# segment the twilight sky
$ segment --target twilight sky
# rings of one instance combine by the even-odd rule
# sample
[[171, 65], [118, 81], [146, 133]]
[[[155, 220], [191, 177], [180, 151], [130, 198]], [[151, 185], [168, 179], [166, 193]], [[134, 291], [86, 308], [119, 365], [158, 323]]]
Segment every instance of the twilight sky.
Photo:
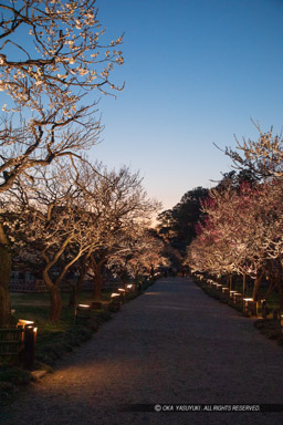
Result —
[[171, 208], [231, 169], [213, 146], [283, 125], [283, 0], [97, 0], [107, 39], [125, 32], [125, 81], [99, 103], [103, 142], [91, 158], [139, 170]]

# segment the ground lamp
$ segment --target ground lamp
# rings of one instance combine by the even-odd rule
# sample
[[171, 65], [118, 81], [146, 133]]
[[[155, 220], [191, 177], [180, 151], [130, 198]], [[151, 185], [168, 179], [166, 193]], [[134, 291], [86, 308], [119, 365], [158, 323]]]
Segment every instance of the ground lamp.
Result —
[[268, 317], [266, 300], [261, 300], [261, 317], [262, 319], [266, 319]]
[[34, 326], [33, 321], [23, 319], [19, 320], [18, 328], [23, 330], [23, 351], [21, 353], [21, 362], [23, 367], [31, 370], [35, 360], [38, 328]]
[[244, 309], [244, 313], [247, 314], [251, 313], [256, 315], [256, 301], [254, 301], [253, 298], [244, 298], [243, 309]]
[[234, 293], [237, 293], [237, 291], [230, 291], [229, 293], [230, 293], [230, 298], [231, 298], [231, 300], [232, 300], [232, 299], [233, 299], [233, 296], [234, 296]]
[[119, 292], [119, 294], [120, 294], [120, 298], [124, 300], [124, 297], [125, 297], [125, 289], [119, 288], [119, 289], [118, 289], [118, 292]]
[[77, 304], [75, 309], [75, 320], [78, 318], [88, 319], [90, 318], [91, 305], [88, 304]]
[[109, 310], [112, 312], [117, 312], [119, 310], [120, 304], [120, 294], [117, 292], [113, 292], [111, 294]]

▶ _What the task requires_
Every record must be copied exactly, with the pictures left out.

▶ _Final result_
# segment the twilight sky
$ segment --target twilight sky
# rings of one instance combine by the even-odd rule
# sample
[[171, 65], [118, 81], [146, 133]]
[[[155, 220], [191, 177], [180, 151], [130, 198]], [[151, 185], [168, 179], [166, 193]], [[134, 291], [86, 308], [119, 365], [158, 323]]]
Segment every instance of the twilight sky.
Photo:
Result —
[[171, 208], [231, 169], [213, 146], [283, 125], [283, 0], [97, 0], [107, 39], [125, 32], [125, 81], [99, 103], [103, 142], [91, 158], [139, 170]]

# segment the ground lamp
$ segment --target ground lamp
# rings of one instance combine by the even-odd rule
# sample
[[171, 65], [118, 81], [146, 133]]
[[[155, 220], [191, 177], [180, 151], [130, 198]], [[151, 185], [168, 179], [166, 193]], [[134, 291], [86, 308], [119, 365], [158, 323]]]
Segment every instance of the ground lamp.
Result —
[[268, 317], [266, 300], [261, 300], [261, 317], [262, 319], [266, 319]]
[[34, 326], [33, 321], [23, 319], [19, 320], [18, 328], [23, 330], [23, 351], [21, 353], [21, 362], [23, 367], [31, 370], [35, 360], [38, 328]]
[[244, 309], [244, 313], [247, 314], [251, 313], [256, 315], [256, 301], [254, 301], [253, 298], [244, 298], [243, 309]]
[[234, 293], [237, 293], [237, 291], [230, 291], [229, 293], [230, 293], [230, 298], [231, 298], [231, 300], [232, 300], [232, 299], [233, 299], [233, 296], [234, 296]]
[[119, 292], [119, 294], [120, 294], [120, 298], [124, 300], [124, 297], [125, 297], [125, 289], [119, 288], [119, 289], [118, 289], [118, 292]]
[[77, 304], [75, 309], [75, 320], [78, 318], [88, 319], [90, 318], [91, 305], [88, 304]]
[[109, 310], [112, 312], [117, 312], [119, 310], [120, 304], [120, 294], [117, 292], [113, 292], [111, 294]]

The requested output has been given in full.